Work to be completed
Please set down every line of the listing below, reproducing each one character for character.

Data for this task
* Start *

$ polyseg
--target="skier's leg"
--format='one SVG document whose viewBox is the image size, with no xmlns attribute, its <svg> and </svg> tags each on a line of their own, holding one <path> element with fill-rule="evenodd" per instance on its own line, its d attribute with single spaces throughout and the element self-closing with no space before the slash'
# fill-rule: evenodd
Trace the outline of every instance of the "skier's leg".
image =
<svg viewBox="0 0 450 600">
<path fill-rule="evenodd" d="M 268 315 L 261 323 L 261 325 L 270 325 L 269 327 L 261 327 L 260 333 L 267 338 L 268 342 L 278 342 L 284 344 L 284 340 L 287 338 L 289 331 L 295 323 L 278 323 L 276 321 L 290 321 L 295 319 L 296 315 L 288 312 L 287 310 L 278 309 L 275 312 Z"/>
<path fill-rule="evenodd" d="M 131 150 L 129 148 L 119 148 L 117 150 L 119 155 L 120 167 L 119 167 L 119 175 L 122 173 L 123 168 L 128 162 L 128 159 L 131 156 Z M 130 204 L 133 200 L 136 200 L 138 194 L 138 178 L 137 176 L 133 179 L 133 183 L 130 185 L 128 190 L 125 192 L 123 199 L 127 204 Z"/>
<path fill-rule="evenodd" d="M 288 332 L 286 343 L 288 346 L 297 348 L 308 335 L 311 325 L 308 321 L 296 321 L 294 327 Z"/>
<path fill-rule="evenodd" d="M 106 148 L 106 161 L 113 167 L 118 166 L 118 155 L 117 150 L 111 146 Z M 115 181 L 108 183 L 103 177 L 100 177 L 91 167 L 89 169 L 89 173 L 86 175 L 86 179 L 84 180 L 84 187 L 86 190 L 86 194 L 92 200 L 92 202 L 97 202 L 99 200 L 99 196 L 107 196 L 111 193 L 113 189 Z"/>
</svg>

* End *

Solution for this problem
$ polyseg
--target="skier's leg"
--format='one SVG document whose viewBox is the image size, with no xmlns attribute, its <svg> and </svg> tags each on a line of their own, holding one <path> element with fill-rule="evenodd" per instance on its own line, its d attribute with single spaces throughout and the element self-closing with no space before the slash'
# fill-rule: evenodd
Trace the outline of every instance of the "skier's leg".
image =
<svg viewBox="0 0 450 600">
<path fill-rule="evenodd" d="M 268 315 L 261 323 L 261 325 L 270 325 L 269 327 L 261 327 L 260 333 L 267 338 L 268 342 L 278 342 L 284 344 L 284 340 L 287 338 L 289 331 L 295 323 L 278 323 L 276 321 L 290 321 L 295 319 L 296 315 L 288 312 L 287 310 L 278 309 L 275 312 Z"/>
<path fill-rule="evenodd" d="M 131 150 L 129 148 L 119 148 L 117 150 L 119 155 L 120 167 L 119 167 L 119 175 L 122 173 L 123 168 L 128 162 L 128 159 L 131 156 Z M 130 204 L 133 200 L 136 200 L 138 194 L 138 178 L 137 176 L 133 179 L 133 183 L 130 185 L 128 190 L 125 192 L 123 199 L 127 204 Z"/>
<path fill-rule="evenodd" d="M 288 332 L 286 343 L 288 346 L 297 348 L 308 335 L 311 325 L 308 321 L 296 321 L 294 327 Z"/>
<path fill-rule="evenodd" d="M 106 148 L 106 161 L 113 167 L 118 166 L 118 155 L 117 150 L 111 146 Z M 115 181 L 108 183 L 103 177 L 100 177 L 91 167 L 89 169 L 89 173 L 86 175 L 86 179 L 84 180 L 84 187 L 86 190 L 86 194 L 92 200 L 92 202 L 97 202 L 99 200 L 99 196 L 107 196 L 111 193 L 113 189 Z"/>
</svg>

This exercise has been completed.